## START RECORD LIST
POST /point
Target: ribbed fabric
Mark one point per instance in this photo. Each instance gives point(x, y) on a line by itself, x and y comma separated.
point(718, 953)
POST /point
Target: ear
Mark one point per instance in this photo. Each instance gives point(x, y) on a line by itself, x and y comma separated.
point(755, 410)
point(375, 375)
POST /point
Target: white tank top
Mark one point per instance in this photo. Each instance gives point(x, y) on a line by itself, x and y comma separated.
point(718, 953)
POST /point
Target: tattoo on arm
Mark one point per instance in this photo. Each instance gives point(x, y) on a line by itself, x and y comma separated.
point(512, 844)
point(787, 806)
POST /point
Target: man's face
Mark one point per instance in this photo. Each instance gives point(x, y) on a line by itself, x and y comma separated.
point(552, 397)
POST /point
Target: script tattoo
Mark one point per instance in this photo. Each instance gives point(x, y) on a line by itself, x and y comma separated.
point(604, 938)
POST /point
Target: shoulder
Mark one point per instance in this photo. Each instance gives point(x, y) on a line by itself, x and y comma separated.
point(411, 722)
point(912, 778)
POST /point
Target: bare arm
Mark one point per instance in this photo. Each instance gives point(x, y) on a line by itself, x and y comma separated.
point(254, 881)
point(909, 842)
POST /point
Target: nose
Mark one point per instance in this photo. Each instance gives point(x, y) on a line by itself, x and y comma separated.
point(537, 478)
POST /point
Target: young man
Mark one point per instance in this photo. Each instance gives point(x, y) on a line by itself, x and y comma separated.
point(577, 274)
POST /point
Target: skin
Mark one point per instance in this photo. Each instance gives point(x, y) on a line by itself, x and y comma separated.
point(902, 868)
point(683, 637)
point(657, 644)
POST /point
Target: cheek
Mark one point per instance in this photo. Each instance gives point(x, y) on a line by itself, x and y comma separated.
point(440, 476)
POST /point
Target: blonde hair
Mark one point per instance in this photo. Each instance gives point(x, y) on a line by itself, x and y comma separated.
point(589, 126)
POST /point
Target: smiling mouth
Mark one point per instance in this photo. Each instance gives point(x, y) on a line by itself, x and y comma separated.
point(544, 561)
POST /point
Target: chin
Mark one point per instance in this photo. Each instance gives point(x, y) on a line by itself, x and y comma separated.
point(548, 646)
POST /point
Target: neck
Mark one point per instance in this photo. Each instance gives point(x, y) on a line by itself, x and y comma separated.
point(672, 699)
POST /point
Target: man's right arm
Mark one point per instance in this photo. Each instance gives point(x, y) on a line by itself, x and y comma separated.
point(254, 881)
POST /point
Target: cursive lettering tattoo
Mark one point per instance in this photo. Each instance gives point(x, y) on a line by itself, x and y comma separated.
## END RECORD LIST
Recast all of the data above as a Markdown table with a "Row" column numbering each line and a "Line" column holding it, and omit blank lines.

◆ **EXERCISE RESPONSE**
| Row | Line |
|---|---|
| 1 | POST /point |
| 2 | Target: ribbed fabric |
| 3 | Mark one point per instance in this photo. Each instance gives point(x, y) on a line by itself, x and y comma separated. |
| 4 | point(718, 953) |
| 5 | POST /point |
| 6 | Target: ear |
| 7 | Mark one point per instance in this photo. Each instance gives point(x, y) on a line by itself, x and y comma separated. |
| 8 | point(755, 410) |
| 9 | point(375, 375) |
| 10 | POST /point |
| 11 | Target: white tank top |
| 12 | Mark one point per instance in this photo. Each instance gives point(x, y) on a line by itself, x and y comma separated. |
| 13 | point(718, 953) |
| 14 | POST /point |
| 15 | Target: tattoo on arm |
| 16 | Mark one point per instance in this photo. Each instance gives point(x, y) on a line by itself, x and y comma separated. |
| 17 | point(512, 844) |
| 18 | point(787, 806) |
| 19 | POST /point |
| 20 | Target: man's face |
| 21 | Mark one point per instance in this photo. Each instance gives point(x, y) on a line by itself, x and y comma separated. |
| 22 | point(552, 397) |
| 23 | POST /point |
| 24 | Target: script tattoo |
| 25 | Mark one point per instance in this photo. Each instance gives point(x, y) on a line by itself, x and y comma separated. |
| 26 | point(604, 938) |
| 27 | POST /point |
| 28 | Target: shoulder |
| 29 | Mark one point per instance in this photo. Each instance gives point(x, y) on a line by itself, x and y comma separated. |
| 30 | point(411, 722) |
| 31 | point(912, 778) |
| 32 | POST /point |
| 33 | Target: bare arm |
| 34 | Mark one point per instance in this photo. Each instance gives point(x, y) on a line by itself, x and y comma separated. |
| 35 | point(254, 881) |
| 36 | point(909, 842) |
| 37 | POST /point |
| 38 | Target: nose |
| 39 | Mark one point per instance in this photo. Each instance gives point(x, y) on a line by itself, x and y comma separated. |
| 40 | point(537, 478) |
| 41 | POST /point |
| 42 | Target: young man |
| 43 | Mark one point per instance in this photo. Each instance gives point(x, y) on a line by itself, x and y comma separated. |
| 44 | point(577, 274) |
| 45 | POST /point |
| 46 | Target: skin |
| 47 | Mark one point per instance in this photo. Each instance gives point(x, y) on a line by itself, x and y comma separated. |
| 48 | point(902, 868) |
| 49 | point(683, 637) |
| 50 | point(657, 644) |
| 51 | POST /point |
| 52 | Target: cheek |
| 53 | Mark one point per instance in this photo. Each instance gives point(x, y) on a line by itself, x and y comma separated. |
| 54 | point(440, 476) |
| 55 | POST /point |
| 56 | Target: blonde hair |
| 57 | Mark one point per instance in this photo. Each instance gives point(x, y) on a line by itself, x and y comma separated. |
| 58 | point(589, 126) |
| 59 | POST /point |
| 60 | Target: smiling mouth |
| 61 | Mark one point per instance in this photo. Each instance gives point(x, y) on a line by itself, x and y comma separated. |
| 62 | point(544, 561) |
| 63 | POST /point |
| 64 | Target: chin |
| 65 | Mark one point per instance in this photo. Each instance gives point(x, y) on a line by itself, x and y comma separated. |
| 66 | point(548, 646) |
| 67 | POST /point |
| 68 | Target: neck |
| 69 | Mark one point per instance in this photo. Each instance gives point(x, y) on a line by itself, x and y comma separated. |
| 70 | point(672, 699) |
| 71 | POST /point |
| 72 | Target: man's right arm |
| 73 | Mark one point per instance in this photo. Each instance gives point(x, y) on a line by itself, x and y comma separated. |
| 74 | point(254, 881) |
| 75 | POST /point |
| 76 | Target: cursive lettering tattoo |
| 77 | Mark one point per instance in this photo. Each instance gives point(x, y) on a line by itself, x and y comma separated. |